Skinflint Pizza, Dublin, Ireland
I’d never heard the term “skinflint” before visiting Dublin.
Truth be told, it sounds rather dirty. Like, “Did you hear about Janine? She caught skinflint while riding on the subway.” Or, “I’ve heard he’s done a lot of things in the past that he’s not proud of. Like, you know … skinflint.” Or, “Be sure to scrub between your genitals and your leg.”
I realize I forgot to use “skinflint” in that last sentence. But I left it there, because it’s just sound advice.
Skinflint, as it turns out, means cheap or miserly, and is a more commonly used piece of slang in Ireland than it is over here in the states (where I’ve heard it approximately never). Regardless, though, it seems to serve as a rather odd, and faintly unappetizing name for a pizza restaurant (does ‘skinflint’ refer to the patrons or to the proprietors? Is the chef delivering an inferior product in order to cut costs? Or accusing us of being lousy tippers before we’ve had a chance to prove otherwise?) and for us Americans, we’d the added problem of struggling to remember the name.
“Was it Skin … something?”
“Was it? That seems like a terrible word to have in the name of restaurant.”
“I know, but I think it was. Skin something. Skinflack? Is that a thing?”
“I think that’s an old-timey ailment.”
“No. No. NO.”
“I think it could be Skinsnack.”
“It very well may be, but if it is, we aren’t eating there.”
We eventually did make it to Skinflint, a dark and hip little restaurant that had come recommended to us by several Dubliners. It’s run by the same folks behind Crackbird, and while the experience was strange and fun, I don’t know if we enjoyed the food quite as much as we had at the other establishment.
They serve flatbread pizza, as well as a variety of starters that don’t seem to really go with pizza (slow-cooked ribs? Hummus? Pate?).
Rand and I decided to go forgo the appetizers and went straight for the pizza. Mine was one that doesn’t seem to appear on the menu all the time (unlike the Vonie, which is a popular choice, though some say it is merely meh. The tomato sauce has been replaced with harissa) – a mushroom pizza (porcini, I think) dusted with truffles.
Rand’s had chorizo and pecorino.

▶ _EXERCISE_:
Copy the passage about Skinflint Pizza from "I realize I" to "remember the name.", swapping "miserly" for "stingy".

▶ _DATA FOR ANALYSIS_:
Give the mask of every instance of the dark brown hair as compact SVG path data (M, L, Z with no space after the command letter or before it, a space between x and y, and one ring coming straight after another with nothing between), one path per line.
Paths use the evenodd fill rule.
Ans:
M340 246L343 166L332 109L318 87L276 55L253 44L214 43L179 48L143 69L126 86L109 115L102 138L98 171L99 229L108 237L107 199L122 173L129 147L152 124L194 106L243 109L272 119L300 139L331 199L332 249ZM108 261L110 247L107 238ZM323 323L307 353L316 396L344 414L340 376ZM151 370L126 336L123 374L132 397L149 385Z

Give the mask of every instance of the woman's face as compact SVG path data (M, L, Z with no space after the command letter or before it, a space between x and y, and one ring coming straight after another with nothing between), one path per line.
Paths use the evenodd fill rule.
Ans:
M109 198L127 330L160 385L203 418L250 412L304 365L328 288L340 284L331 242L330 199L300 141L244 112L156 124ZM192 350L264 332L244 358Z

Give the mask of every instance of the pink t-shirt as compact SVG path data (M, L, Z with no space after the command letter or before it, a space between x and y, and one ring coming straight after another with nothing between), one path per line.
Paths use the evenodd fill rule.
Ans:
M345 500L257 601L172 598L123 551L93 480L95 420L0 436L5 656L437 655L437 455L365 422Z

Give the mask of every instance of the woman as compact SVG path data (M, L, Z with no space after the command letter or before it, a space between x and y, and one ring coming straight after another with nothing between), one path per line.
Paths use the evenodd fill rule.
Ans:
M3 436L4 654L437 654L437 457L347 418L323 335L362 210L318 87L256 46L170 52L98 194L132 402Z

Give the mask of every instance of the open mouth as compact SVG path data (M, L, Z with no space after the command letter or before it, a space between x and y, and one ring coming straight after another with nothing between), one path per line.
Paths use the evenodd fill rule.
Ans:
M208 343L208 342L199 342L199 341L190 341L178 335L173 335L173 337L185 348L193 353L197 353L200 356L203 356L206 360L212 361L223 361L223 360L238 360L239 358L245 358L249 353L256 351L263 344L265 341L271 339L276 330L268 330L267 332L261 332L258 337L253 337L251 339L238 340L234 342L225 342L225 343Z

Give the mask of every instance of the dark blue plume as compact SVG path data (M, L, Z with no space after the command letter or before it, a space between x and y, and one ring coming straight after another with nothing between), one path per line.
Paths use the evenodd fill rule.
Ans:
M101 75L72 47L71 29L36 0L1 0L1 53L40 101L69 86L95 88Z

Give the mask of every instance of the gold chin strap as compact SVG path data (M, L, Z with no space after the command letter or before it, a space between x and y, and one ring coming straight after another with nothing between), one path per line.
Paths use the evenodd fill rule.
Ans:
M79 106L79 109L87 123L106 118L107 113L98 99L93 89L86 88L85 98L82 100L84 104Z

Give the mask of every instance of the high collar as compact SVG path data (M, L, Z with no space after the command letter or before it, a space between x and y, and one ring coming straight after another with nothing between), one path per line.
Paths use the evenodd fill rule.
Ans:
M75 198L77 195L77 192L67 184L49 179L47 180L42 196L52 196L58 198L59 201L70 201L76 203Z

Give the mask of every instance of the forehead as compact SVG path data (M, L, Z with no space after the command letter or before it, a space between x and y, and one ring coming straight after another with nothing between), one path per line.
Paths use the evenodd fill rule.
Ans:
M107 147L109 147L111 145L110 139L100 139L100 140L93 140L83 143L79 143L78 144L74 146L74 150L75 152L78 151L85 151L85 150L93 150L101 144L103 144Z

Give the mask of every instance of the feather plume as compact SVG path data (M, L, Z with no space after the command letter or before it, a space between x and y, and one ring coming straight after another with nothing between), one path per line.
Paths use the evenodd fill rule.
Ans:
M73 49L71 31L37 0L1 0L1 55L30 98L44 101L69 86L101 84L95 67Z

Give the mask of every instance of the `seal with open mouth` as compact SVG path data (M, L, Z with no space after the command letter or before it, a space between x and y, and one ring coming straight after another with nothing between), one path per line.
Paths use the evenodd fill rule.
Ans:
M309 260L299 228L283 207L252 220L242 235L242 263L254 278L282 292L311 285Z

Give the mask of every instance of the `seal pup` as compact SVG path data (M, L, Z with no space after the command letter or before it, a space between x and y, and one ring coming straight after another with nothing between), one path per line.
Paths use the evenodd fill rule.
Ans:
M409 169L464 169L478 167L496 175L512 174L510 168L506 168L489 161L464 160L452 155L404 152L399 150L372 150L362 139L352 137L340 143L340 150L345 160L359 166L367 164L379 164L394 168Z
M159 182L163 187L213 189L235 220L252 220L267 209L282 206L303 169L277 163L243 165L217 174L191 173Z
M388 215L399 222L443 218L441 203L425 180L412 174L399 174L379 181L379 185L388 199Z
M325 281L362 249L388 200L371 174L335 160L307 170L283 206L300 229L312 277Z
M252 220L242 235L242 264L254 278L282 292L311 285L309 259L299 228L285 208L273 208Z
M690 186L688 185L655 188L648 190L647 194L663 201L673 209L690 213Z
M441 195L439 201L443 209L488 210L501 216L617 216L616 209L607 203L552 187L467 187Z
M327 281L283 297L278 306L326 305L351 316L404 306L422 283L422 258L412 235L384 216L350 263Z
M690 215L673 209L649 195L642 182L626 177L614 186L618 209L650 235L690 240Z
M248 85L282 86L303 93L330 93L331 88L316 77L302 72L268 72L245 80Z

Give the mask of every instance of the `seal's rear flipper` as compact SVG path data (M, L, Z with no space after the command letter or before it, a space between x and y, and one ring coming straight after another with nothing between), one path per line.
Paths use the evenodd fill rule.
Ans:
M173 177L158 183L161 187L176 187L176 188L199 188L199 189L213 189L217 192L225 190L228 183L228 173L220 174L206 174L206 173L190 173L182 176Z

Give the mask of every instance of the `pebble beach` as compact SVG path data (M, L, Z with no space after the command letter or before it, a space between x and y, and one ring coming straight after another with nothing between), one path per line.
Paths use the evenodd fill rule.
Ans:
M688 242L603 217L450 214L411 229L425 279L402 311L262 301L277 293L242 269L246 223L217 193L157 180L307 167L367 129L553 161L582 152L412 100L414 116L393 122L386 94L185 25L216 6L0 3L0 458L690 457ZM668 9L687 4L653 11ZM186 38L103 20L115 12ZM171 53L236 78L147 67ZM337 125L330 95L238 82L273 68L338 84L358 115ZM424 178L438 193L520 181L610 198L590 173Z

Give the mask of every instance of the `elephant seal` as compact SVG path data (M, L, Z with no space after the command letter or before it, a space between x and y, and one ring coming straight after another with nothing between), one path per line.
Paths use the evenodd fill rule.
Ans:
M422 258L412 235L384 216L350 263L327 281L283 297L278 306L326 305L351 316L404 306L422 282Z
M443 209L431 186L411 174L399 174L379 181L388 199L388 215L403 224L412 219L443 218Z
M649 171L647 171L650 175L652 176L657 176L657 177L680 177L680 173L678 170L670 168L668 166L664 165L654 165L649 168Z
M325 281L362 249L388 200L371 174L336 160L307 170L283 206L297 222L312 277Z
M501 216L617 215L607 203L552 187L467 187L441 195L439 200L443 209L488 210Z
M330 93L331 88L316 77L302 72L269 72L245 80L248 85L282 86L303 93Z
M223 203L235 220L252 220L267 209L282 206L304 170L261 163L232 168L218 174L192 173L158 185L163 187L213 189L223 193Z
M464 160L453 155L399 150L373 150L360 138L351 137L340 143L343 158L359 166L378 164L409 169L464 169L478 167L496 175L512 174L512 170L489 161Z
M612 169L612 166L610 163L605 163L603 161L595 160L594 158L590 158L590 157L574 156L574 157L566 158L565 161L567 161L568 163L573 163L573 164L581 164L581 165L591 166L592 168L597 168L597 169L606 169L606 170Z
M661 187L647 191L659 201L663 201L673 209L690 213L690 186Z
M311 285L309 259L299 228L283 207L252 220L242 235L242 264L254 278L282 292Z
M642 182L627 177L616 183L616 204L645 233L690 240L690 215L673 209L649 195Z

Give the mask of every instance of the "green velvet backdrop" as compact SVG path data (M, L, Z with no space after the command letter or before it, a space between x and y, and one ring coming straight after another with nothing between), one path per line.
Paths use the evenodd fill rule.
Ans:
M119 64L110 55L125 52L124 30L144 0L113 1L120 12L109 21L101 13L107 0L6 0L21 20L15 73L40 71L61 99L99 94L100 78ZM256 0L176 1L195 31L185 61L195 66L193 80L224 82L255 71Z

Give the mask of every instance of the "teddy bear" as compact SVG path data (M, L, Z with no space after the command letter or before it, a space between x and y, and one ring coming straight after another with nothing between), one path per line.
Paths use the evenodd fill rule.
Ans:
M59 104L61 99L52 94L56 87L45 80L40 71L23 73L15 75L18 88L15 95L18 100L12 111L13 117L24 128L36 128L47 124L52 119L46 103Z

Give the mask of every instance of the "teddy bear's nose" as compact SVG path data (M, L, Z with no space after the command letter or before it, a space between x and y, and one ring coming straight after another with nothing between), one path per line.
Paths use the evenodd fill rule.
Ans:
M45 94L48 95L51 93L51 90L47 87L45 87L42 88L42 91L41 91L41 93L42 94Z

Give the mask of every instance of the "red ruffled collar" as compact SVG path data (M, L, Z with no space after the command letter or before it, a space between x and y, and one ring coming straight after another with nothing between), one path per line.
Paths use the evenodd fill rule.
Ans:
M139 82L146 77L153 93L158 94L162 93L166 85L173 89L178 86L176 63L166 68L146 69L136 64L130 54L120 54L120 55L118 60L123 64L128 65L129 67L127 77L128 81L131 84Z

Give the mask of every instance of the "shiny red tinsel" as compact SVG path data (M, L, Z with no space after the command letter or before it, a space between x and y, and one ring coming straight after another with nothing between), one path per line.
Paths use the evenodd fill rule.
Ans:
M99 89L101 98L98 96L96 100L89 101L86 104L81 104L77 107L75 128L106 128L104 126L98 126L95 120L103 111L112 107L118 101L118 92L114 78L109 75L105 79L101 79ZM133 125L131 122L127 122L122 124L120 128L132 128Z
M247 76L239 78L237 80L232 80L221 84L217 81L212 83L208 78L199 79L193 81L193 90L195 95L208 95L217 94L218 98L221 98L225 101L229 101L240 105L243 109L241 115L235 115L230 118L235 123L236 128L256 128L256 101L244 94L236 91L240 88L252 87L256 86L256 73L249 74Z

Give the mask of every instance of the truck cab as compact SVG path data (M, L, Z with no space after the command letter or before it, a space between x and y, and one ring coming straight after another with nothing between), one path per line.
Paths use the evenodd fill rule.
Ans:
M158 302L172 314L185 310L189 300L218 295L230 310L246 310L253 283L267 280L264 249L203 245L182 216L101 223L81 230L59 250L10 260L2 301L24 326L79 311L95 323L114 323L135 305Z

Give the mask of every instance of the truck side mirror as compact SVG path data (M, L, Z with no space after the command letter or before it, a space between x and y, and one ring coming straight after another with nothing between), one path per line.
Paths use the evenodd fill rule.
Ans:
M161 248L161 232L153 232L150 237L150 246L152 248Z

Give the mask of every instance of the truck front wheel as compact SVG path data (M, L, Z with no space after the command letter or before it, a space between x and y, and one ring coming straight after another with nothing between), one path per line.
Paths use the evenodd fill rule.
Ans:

▶ _TASK RESULT_:
I realize I forgot to use “skinflint” in that last sentence. But I left it there, because it’s just sound advice.
Skinflint, as it turns out, means cheap or stingy, and is a more commonly used piece of slang in Ireland than it is over here in the states (where I’ve heard it approximately never). Regardless, though, it seems to serve as a rather odd, and faintly unappetizing name for a pizza restaurant (does ‘skinflint’ refer to the patrons or to the proprietors? Is the chef delivering an inferior product in order to cut costs? Or accusing us of being lousy tippers before we’ve had a chance to prove otherwise?) and for us Americans, we’d the added problem of struggling to remember the name.